(Saved data entries)
——————

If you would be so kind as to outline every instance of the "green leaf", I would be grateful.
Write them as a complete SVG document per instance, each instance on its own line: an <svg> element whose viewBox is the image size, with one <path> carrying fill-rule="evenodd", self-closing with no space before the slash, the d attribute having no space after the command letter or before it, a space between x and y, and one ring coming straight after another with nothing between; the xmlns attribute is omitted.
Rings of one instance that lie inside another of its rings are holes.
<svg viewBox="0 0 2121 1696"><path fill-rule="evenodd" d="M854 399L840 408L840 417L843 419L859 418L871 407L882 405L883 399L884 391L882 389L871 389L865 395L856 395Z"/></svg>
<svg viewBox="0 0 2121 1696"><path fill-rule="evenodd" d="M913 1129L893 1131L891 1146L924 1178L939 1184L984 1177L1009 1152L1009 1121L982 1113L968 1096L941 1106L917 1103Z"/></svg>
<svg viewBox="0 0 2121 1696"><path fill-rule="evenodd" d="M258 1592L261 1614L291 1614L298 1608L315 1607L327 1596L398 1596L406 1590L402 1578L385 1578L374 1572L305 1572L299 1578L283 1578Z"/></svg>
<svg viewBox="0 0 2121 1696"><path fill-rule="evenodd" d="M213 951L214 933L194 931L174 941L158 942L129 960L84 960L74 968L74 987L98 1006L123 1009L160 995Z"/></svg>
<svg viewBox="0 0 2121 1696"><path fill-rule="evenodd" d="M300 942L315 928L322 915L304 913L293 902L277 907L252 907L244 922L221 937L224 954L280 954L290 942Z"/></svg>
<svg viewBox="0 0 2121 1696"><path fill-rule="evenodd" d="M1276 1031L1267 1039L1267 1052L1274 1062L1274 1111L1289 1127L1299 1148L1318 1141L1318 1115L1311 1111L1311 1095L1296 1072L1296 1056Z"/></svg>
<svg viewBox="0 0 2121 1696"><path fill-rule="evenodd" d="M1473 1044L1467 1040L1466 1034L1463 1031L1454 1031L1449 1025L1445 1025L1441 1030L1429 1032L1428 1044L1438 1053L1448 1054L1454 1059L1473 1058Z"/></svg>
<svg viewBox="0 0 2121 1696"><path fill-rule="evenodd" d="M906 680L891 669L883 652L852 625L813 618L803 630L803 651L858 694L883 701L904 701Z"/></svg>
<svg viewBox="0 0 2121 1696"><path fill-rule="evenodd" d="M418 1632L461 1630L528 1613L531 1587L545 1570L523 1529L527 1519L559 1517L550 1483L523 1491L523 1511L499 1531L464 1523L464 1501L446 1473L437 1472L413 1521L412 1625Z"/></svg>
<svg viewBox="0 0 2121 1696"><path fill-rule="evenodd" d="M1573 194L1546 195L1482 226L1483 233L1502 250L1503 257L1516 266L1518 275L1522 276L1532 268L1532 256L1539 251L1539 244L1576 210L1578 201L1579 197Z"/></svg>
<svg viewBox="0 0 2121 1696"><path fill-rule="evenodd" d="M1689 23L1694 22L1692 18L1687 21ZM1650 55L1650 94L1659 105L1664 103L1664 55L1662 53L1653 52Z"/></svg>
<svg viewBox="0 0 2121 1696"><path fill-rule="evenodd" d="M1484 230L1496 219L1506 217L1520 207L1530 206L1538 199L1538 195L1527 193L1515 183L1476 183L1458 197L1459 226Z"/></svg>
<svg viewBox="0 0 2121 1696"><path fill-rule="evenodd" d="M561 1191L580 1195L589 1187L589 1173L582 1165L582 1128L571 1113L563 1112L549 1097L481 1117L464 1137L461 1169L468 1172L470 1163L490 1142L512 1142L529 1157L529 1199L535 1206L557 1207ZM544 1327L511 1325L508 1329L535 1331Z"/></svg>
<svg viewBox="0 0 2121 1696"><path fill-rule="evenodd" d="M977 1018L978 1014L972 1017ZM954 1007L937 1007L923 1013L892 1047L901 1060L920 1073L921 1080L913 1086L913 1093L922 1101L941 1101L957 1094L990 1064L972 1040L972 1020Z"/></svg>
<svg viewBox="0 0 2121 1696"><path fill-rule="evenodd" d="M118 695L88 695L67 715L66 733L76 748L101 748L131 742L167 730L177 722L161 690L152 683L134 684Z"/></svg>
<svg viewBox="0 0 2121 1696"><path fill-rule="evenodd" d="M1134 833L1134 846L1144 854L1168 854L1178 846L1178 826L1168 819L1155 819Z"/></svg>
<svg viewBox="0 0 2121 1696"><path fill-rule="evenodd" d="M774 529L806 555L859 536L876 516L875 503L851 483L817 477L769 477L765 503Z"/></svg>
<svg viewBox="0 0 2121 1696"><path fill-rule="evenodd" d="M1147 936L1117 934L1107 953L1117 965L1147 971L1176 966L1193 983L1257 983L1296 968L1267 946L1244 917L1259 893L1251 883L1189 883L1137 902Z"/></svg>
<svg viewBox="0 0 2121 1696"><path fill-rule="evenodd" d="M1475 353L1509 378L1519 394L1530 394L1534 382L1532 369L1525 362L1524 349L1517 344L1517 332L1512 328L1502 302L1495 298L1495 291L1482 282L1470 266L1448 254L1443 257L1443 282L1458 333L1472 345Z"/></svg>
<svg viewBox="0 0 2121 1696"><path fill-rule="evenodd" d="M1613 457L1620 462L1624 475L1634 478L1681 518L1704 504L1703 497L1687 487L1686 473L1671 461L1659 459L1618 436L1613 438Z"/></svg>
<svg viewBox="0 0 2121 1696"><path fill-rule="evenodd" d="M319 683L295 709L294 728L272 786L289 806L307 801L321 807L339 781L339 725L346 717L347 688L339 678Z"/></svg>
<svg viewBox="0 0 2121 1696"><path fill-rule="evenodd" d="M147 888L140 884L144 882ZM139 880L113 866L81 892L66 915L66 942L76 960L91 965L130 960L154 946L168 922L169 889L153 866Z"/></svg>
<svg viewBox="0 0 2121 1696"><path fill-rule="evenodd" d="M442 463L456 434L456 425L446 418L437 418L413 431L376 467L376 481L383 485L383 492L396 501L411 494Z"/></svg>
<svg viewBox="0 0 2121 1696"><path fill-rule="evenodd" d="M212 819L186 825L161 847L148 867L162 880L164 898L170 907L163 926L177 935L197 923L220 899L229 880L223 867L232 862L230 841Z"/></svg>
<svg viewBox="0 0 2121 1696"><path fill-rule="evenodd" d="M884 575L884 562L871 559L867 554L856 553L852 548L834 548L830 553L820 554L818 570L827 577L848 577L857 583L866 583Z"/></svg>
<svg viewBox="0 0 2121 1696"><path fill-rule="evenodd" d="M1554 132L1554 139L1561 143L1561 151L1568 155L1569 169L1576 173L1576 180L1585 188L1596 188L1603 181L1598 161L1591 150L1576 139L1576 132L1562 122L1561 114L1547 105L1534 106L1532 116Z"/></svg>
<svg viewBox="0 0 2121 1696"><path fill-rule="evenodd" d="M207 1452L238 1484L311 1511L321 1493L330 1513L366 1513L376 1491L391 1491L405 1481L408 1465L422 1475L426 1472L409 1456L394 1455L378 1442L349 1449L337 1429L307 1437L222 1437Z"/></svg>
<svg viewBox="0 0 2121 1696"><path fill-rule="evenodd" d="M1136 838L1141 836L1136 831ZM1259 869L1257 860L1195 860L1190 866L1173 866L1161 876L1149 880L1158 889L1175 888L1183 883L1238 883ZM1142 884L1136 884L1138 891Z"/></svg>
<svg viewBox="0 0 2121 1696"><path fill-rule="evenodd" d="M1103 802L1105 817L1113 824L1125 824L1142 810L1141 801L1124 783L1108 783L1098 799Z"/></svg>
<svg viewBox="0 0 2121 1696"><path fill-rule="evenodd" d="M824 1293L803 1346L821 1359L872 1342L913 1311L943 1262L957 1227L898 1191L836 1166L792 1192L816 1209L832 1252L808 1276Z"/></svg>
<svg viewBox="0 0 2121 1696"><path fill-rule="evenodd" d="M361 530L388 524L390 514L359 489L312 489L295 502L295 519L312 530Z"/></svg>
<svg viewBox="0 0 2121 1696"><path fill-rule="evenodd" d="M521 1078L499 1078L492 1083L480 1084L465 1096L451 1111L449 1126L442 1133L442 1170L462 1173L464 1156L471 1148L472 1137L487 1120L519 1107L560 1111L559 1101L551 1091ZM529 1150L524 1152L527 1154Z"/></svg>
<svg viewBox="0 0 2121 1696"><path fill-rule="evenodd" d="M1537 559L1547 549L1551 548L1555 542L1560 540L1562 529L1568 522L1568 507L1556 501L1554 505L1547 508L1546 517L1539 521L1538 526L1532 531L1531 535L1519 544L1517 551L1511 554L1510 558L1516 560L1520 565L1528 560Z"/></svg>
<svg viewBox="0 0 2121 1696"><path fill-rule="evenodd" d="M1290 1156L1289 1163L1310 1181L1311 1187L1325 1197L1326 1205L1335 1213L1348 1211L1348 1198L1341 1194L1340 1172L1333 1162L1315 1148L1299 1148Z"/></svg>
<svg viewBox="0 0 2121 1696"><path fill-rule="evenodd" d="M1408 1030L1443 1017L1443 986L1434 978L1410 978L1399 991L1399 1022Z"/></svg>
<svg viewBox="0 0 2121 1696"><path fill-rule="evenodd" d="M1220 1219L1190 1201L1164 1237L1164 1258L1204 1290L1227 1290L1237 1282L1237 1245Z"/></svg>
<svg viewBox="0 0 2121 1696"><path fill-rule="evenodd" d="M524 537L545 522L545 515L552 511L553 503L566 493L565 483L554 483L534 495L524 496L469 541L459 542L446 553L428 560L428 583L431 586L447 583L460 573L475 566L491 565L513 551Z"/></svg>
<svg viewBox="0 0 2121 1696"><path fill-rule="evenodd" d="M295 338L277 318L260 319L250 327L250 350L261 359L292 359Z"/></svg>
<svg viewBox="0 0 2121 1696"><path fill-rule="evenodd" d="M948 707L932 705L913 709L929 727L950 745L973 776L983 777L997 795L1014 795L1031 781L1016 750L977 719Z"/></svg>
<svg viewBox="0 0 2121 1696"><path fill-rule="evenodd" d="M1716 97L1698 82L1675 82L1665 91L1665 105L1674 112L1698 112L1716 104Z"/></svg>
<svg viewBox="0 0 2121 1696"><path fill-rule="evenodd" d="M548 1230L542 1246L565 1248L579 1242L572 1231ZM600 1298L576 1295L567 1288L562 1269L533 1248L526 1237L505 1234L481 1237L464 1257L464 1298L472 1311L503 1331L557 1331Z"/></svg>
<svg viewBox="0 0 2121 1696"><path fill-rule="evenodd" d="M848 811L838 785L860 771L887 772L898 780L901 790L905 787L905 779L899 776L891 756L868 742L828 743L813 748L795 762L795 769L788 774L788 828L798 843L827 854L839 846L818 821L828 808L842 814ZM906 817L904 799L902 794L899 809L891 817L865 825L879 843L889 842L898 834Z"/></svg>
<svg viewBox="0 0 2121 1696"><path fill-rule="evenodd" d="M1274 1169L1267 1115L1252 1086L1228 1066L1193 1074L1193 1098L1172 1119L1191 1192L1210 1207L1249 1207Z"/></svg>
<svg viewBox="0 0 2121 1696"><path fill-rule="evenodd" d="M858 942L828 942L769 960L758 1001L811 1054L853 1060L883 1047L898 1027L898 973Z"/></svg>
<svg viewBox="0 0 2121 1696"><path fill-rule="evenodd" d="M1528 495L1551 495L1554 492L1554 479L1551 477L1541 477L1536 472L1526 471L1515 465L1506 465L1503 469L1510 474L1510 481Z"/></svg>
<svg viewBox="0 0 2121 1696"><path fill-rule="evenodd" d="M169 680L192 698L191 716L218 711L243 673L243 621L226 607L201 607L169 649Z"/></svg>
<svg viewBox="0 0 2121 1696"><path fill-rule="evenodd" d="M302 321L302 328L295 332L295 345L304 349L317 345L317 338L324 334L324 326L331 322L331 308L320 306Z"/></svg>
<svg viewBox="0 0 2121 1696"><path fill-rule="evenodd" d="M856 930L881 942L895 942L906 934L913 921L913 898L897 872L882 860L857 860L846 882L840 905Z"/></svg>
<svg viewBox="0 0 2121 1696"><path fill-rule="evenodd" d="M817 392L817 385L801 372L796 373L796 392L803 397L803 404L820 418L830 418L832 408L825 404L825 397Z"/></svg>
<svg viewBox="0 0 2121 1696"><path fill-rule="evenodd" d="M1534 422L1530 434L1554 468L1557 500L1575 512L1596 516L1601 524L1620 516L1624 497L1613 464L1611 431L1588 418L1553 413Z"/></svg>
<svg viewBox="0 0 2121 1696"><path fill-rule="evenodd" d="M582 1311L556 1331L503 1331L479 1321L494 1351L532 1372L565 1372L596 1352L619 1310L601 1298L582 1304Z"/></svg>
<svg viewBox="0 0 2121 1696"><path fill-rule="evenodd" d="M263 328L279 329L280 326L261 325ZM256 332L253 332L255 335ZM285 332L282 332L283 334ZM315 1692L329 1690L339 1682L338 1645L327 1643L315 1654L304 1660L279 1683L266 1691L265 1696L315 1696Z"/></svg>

——————

[Work item] Determine how many lines of the entries hold "another", and reply with that number only.

[Answer to this exercise] 2